» PROVIDED DATA
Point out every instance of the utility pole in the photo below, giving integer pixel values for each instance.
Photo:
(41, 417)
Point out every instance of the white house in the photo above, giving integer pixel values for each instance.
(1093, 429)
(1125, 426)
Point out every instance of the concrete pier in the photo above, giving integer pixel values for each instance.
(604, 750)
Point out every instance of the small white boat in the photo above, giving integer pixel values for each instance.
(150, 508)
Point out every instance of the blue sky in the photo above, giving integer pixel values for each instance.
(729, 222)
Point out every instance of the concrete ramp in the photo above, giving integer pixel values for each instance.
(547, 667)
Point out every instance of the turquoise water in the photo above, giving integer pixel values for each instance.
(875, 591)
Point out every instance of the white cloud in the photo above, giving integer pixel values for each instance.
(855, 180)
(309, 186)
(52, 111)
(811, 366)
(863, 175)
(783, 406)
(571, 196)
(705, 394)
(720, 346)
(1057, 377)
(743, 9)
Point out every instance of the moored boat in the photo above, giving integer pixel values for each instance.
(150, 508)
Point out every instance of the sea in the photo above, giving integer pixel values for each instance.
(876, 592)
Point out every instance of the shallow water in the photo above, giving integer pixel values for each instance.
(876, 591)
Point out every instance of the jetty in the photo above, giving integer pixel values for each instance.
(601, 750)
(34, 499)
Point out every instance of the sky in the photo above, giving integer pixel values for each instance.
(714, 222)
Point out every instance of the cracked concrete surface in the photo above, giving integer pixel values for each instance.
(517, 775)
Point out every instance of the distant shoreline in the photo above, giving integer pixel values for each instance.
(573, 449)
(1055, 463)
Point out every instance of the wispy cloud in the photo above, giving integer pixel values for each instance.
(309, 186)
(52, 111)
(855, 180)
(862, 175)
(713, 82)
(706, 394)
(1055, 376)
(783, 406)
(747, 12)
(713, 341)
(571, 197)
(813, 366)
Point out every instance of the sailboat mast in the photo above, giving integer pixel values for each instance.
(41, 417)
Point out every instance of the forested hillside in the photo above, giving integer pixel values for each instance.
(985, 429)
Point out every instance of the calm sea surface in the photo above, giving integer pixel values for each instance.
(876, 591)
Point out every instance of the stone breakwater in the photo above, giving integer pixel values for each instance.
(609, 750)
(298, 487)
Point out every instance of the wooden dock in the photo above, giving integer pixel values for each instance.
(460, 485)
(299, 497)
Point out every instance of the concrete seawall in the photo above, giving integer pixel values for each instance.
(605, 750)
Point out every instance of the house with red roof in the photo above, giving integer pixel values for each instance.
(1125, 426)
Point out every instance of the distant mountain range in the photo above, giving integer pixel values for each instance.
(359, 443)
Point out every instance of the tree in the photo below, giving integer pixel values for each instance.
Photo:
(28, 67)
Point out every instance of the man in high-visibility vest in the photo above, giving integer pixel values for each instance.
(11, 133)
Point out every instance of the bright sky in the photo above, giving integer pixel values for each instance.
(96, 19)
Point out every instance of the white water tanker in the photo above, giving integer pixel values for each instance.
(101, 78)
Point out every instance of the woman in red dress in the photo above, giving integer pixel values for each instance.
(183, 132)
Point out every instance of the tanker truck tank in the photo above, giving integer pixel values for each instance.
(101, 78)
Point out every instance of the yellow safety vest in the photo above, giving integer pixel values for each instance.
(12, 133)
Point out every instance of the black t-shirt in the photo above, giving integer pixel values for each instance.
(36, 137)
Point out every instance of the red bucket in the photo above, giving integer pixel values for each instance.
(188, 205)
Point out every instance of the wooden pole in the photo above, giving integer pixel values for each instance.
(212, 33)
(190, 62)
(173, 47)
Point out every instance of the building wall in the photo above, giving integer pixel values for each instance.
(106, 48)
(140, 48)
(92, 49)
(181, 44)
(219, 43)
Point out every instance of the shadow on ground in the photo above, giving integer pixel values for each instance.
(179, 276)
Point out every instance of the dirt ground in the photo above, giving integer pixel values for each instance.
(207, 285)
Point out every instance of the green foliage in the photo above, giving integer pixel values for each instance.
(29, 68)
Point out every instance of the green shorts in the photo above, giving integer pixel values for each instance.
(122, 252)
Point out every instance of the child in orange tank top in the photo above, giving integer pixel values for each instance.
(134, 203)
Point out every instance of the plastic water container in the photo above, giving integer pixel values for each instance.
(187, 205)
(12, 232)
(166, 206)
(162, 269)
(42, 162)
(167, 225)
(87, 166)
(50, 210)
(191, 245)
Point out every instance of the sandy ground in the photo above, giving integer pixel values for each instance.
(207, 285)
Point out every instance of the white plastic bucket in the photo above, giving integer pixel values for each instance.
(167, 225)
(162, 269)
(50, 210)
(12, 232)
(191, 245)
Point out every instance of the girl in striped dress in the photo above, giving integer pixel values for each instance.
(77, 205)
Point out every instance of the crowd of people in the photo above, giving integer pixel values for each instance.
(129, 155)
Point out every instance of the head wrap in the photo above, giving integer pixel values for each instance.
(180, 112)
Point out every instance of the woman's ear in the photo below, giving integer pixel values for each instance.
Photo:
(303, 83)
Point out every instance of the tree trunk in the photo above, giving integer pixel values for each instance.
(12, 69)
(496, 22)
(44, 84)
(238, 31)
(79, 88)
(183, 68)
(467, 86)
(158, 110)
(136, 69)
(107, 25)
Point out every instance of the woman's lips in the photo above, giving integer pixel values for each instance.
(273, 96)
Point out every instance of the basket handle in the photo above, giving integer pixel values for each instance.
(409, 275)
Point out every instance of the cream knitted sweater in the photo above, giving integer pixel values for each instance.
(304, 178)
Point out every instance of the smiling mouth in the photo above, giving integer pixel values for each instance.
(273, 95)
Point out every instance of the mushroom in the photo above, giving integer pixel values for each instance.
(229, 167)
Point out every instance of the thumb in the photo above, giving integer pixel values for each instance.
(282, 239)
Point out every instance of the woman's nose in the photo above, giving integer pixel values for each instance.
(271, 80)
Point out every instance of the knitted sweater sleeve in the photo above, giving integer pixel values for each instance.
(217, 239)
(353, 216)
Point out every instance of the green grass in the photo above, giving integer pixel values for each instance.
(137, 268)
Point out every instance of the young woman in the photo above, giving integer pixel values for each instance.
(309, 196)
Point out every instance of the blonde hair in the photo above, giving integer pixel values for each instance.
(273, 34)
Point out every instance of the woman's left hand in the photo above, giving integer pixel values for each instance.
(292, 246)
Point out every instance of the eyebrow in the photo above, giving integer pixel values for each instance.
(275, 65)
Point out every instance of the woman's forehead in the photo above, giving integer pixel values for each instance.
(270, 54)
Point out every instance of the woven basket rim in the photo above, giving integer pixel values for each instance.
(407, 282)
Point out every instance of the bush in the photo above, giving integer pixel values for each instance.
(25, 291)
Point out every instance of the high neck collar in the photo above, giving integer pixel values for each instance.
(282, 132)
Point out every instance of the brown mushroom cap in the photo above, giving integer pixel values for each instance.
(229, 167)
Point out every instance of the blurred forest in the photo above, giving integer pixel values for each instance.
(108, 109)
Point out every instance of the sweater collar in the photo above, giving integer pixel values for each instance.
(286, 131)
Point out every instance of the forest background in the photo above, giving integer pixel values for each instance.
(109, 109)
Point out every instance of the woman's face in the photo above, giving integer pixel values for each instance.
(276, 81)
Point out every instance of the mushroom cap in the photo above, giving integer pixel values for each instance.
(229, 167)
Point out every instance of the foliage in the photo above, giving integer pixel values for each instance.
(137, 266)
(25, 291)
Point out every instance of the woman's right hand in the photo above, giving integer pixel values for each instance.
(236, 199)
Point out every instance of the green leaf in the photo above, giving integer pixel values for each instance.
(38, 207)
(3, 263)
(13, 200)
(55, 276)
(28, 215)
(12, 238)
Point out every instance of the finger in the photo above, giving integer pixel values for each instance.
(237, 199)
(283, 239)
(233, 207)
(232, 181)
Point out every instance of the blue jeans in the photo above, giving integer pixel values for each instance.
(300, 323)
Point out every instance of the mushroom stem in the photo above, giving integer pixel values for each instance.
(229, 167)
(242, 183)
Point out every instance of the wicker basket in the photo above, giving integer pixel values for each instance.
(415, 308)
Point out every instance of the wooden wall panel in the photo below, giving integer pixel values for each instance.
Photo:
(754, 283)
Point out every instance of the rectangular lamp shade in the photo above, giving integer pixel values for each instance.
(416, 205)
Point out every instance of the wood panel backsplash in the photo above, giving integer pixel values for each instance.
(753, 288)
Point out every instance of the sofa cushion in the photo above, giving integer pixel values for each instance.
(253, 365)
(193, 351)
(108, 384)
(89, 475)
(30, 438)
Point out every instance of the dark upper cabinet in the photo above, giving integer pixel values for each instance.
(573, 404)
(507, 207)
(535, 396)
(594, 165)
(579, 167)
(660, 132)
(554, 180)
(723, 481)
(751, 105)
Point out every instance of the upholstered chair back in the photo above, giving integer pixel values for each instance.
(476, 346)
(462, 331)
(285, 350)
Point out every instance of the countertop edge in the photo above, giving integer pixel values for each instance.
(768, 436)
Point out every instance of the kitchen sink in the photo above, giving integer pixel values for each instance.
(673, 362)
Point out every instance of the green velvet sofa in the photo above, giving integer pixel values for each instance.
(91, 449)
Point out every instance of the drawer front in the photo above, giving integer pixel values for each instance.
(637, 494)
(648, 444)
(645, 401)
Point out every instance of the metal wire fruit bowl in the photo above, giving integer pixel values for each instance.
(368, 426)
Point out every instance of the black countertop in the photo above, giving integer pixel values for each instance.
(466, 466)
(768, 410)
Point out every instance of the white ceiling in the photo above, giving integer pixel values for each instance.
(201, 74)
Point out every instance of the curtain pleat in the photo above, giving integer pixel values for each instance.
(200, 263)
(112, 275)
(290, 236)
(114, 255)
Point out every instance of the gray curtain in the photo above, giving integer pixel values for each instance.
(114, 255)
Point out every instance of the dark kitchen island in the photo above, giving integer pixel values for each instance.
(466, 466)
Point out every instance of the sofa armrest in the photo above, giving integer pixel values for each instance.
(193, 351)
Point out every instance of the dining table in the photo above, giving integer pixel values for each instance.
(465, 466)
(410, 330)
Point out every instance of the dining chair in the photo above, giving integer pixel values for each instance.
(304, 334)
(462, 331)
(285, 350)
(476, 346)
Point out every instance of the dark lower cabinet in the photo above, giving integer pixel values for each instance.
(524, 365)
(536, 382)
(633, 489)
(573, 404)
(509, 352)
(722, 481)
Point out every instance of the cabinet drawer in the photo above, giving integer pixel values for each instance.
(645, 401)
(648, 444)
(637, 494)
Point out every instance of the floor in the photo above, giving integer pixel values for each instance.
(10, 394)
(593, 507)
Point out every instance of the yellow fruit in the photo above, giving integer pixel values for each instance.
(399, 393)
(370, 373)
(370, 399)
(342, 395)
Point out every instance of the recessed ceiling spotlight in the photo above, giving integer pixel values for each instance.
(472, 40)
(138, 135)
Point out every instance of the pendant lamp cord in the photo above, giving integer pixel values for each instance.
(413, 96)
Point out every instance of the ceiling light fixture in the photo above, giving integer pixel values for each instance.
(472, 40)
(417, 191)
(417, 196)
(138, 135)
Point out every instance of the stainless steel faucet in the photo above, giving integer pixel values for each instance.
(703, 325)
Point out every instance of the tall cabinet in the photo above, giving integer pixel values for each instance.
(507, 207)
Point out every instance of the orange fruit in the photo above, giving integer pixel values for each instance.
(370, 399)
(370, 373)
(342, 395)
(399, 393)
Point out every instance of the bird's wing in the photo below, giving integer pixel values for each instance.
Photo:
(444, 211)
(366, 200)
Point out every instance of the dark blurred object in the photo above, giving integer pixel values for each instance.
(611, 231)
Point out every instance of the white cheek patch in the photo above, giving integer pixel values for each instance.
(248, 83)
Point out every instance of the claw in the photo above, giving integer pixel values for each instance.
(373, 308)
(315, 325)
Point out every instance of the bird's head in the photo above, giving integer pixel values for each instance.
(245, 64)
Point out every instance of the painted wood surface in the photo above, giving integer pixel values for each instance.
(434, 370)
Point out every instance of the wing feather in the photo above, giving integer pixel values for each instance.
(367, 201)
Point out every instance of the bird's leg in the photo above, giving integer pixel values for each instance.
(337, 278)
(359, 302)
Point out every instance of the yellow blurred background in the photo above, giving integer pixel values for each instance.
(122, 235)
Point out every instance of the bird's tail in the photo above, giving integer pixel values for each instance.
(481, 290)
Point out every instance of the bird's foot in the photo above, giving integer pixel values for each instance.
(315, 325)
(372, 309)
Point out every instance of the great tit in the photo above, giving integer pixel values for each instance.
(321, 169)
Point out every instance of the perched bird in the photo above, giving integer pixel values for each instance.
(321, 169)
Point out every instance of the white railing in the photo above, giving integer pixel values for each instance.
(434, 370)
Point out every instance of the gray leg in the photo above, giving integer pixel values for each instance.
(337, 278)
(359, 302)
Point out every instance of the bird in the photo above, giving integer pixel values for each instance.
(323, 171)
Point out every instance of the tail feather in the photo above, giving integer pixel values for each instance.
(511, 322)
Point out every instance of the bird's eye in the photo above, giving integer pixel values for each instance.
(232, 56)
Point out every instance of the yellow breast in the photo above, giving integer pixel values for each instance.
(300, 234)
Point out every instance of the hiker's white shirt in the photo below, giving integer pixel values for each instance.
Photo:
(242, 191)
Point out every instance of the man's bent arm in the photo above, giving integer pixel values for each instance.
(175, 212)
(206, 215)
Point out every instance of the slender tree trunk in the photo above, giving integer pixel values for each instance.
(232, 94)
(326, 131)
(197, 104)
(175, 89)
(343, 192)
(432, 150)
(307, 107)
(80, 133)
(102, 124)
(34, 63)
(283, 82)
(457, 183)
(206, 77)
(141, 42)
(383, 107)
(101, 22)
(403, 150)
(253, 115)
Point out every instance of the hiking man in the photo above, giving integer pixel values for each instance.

» WHAT THE TASK REQUIRES
All lines from the one with "Point out every instance of the perched" to the end of the records must be set down exactly. Skip every line before it.

» ANSWER BOX
Point out every instance of the perched bird in the photo above, giving integer pixel values for each instance.
(321, 169)
Point out every instance of the white railing in the photo above, giving integer pixel values for each instance.
(434, 370)
Point out every instance of the gray leg in the photo above, giving integer pixel values for each instance.
(337, 278)
(359, 302)
Point out every instance of the bird in the photo above, giving integer pixel values for each instance.
(323, 171)
Point out every instance of the tail feather in the photo above, giving integer pixel values for each instance.
(511, 322)
Point out every instance of the bird's eye in the photo above, giving integer pixel values for each instance.
(232, 56)
Point out every instance of the yellow breast in the photo above, giving integer pixel values for each instance.
(300, 234)
Point out every instance of the hiker's white shirt in the photo below, giving integer pixel values for each instance.
Photo:
(242, 191)
Point out every instance of the man's bent arm in the photo above, giving integer pixel values for each instance.
(175, 212)
(206, 215)
Point out every instance of the slender tree trunk in the photo above, giving integer pixel values for each instance.
(232, 94)
(326, 131)
(197, 104)
(175, 89)
(343, 192)
(432, 150)
(307, 107)
(80, 133)
(102, 124)
(34, 63)
(283, 82)
(457, 183)
(206, 77)
(141, 42)
(383, 107)
(101, 22)
(403, 150)
(253, 115)
Point out every instance of the hiking man in the photo above, giving integer pixel values for each instance.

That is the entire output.